— begin MATERIAL FOR THIS TASK —

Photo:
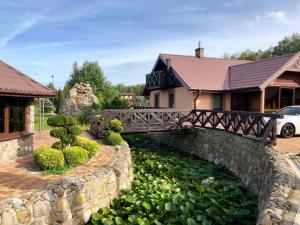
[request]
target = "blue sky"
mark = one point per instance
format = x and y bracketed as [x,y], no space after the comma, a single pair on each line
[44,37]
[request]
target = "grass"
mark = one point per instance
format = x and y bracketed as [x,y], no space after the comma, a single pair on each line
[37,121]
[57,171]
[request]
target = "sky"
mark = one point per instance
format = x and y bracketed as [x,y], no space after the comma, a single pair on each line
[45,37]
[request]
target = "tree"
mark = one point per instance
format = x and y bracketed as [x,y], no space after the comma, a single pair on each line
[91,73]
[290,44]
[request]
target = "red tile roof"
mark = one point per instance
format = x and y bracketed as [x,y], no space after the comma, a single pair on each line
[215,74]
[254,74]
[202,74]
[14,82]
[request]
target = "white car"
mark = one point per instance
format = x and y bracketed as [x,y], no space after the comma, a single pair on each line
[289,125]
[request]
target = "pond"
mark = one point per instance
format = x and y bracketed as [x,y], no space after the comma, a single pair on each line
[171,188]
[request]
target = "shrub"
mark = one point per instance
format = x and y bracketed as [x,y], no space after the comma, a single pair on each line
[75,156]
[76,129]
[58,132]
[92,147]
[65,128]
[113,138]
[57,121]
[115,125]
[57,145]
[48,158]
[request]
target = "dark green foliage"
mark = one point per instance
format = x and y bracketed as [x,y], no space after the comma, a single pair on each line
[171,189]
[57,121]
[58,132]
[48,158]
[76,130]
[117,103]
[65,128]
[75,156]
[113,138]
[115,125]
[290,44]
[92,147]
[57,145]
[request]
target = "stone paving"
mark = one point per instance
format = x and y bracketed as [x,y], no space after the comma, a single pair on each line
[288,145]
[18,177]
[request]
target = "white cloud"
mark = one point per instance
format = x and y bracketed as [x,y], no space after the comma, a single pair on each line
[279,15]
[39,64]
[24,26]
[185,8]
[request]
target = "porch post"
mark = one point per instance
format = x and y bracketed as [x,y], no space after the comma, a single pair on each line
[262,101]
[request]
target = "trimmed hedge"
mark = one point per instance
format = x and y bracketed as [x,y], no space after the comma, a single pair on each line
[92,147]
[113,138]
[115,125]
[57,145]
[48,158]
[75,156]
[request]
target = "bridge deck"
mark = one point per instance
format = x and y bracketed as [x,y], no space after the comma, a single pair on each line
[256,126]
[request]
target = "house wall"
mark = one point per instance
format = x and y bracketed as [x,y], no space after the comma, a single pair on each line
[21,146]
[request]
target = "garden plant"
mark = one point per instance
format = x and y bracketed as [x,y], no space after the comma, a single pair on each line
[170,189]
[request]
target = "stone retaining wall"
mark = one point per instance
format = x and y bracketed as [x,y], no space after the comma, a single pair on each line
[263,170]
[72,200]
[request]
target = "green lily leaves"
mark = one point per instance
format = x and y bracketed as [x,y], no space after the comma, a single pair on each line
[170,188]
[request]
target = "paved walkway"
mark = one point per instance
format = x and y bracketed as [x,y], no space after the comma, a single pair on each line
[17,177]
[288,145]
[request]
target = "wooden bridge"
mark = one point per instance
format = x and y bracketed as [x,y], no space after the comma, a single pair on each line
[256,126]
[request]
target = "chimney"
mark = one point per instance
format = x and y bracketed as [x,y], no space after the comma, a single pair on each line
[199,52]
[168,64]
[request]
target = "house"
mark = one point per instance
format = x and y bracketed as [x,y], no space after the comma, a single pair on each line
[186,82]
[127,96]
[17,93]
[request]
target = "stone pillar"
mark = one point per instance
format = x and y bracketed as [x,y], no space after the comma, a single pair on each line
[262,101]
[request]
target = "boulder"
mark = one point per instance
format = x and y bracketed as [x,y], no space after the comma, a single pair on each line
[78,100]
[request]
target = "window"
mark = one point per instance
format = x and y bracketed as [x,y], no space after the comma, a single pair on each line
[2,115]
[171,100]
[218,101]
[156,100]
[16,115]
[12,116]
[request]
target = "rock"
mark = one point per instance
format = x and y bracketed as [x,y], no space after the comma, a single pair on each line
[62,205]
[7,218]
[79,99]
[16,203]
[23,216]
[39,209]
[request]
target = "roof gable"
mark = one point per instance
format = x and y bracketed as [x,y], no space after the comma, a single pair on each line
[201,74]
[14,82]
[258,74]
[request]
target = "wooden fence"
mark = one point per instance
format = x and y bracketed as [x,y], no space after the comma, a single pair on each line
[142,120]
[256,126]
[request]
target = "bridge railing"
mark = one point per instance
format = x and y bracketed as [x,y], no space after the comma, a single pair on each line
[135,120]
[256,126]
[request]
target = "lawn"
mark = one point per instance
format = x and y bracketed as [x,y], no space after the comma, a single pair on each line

— end MATERIAL FOR THIS TASK —

- **TO DO**
Copy the entries exactly. Leave out the images.

- **RESPONSE TO THIS EXERCISE**
Photo:
[request]
target = "blue sky"
mark = one point per instance
format = x and y bracketed as [x,y], no space after the comma, a single pair on each line
[44,37]
[request]
target = "grass"
mark = one point per instance
format = x and y bracketed as [x,y], no space after the comma, a single pair on each line
[37,121]
[57,171]
[request]
target = "sky"
mark = one point per instance
format = x and y bracketed as [x,y], no space after the comma, a single pair on each line
[45,37]
[request]
target = "tree"
mark = one point per instance
format = x and y bracketed as [x,y], no space after the comma, a single pair on each line
[91,73]
[290,44]
[request]
target = "red tile roof"
mark = one point per instance
format = x and y bracketed as [x,y], no space after the comma, a single pair on each line
[215,74]
[254,74]
[202,74]
[14,82]
[request]
target = "white car"
mark = one point per instance
format = x and y bracketed as [x,y], no space after the comma, a single pair on each line
[289,125]
[request]
target = "pond"
mark = one point per instance
format = x and y bracketed as [x,y], no space after the comma, a single pair on each line
[171,188]
[request]
target = "shrub"
mark = one point per instance
format = x and y bracketed as [x,y], no space after the comma, a single pair on each line
[75,156]
[76,129]
[58,132]
[92,147]
[65,128]
[113,138]
[57,121]
[115,125]
[57,145]
[48,158]
[request]
target = "dark green foliage"
mark = one point per instance
format = x and y bracketed as [x,y], no space after the comma, a single pair on each line
[171,189]
[57,121]
[58,132]
[48,158]
[76,130]
[117,103]
[65,128]
[75,156]
[113,138]
[115,125]
[290,44]
[92,147]
[57,145]
[request]
target = "stone paving"
mark = one point per instance
format = x and y bracketed as [x,y], no space after the comma, a single pair on each line
[288,145]
[18,177]
[request]
target = "white cloud"
mark = one point per instance
format = x and y bracketed as [x,y], no space after the comma, a single pair on each line
[279,15]
[39,64]
[24,26]
[185,8]
[request]
target = "porch post"
mark = one point per instance
format = x and y bracketed as [x,y], no space after the comma, a single pair on each line
[262,101]
[request]
target = "trimmed hedge"
mark = one point per instance
format = x and y bracketed as [x,y], no space after the comma, a single pair on each line
[92,147]
[113,138]
[115,125]
[57,145]
[48,158]
[75,156]
[request]
target = "bridge deck"
mark = one point per instance
format = x and y bracketed as [x,y], no space after the comma, a single pair on each line
[256,126]
[request]
target = "house wall"
mark = one point per instance
format = x and y bracketed as [x,y], no space after the comma, a single pair on each line
[21,146]
[request]
target = "garden plant"
mark = one point per instance
format = x and y bracketed as [x,y], no space after the comma, a single pair on each line
[170,189]
[request]
target = "stone retaining wall"
mark = one point per instance
format = x and y bracketed as [x,y], no space after the comma, a single pair on each line
[263,170]
[72,200]
[request]
target = "green lily leaves"
mark = one point per instance
format = x and y bracketed as [x,y], no space after the comma, a single pair on each line
[170,188]
[request]
target = "paved walkway"
mark = one point per instance
format = x and y bracketed as [x,y], no space after the comma, a single pair on each line
[17,177]
[288,145]
[request]
target = "wooden bridge"
mark = one point per instance
format = x and y bracketed as [x,y], no space after the comma, a single pair on each line
[256,126]
[request]
target = "chimney"
mark = one point per instance
format = x and y bracketed as [x,y], no space after the comma, a single pair on each line
[199,52]
[168,64]
[request]
target = "house"
mark = one point per instance
format = x and y bracketed as [x,y], no space after the comma, a single pair on each line
[186,82]
[127,96]
[17,93]
[request]
target = "stone pillar"
mark = one point per instance
format = x and y bracketed as [x,y], no space after the comma, a single pair on each line
[262,101]
[request]
target = "boulder"
mark = one point per instance
format = x and y bracketed as [x,y], no space after the comma, a single pair on each line
[78,100]
[request]
target = "window"
mark = one point per instance
format = x and y bracketed as [x,y], no space after the comma, a single pair on each line
[2,115]
[171,100]
[218,101]
[156,100]
[16,115]
[12,116]
[request]
target = "rock"
mark = one point per instance
format = x and y bracketed as [x,y], no space after the comma, a single pair on each line
[62,205]
[7,218]
[79,99]
[16,203]
[23,216]
[39,209]
[request]
target = "roof gable"
mark = one point per instance
format = x and y bracketed as [x,y], no space after the comma, a single pair on each line
[201,74]
[14,82]
[258,74]
[request]
target = "wooden fence"
mark = one point per instance
format = x and y bracketed as [x,y], no space after the comma, a single pair on each line
[142,120]
[256,126]
[request]
target = "bridge railing"
mark = one point per instance
format = x and y bracketed as [x,y], no space after the comma, a single pair on each line
[135,120]
[256,126]
[request]
target = "lawn"
mark = one point per instance
format = x and y bracketed as [x,y], no space after the comma, a single pair on each line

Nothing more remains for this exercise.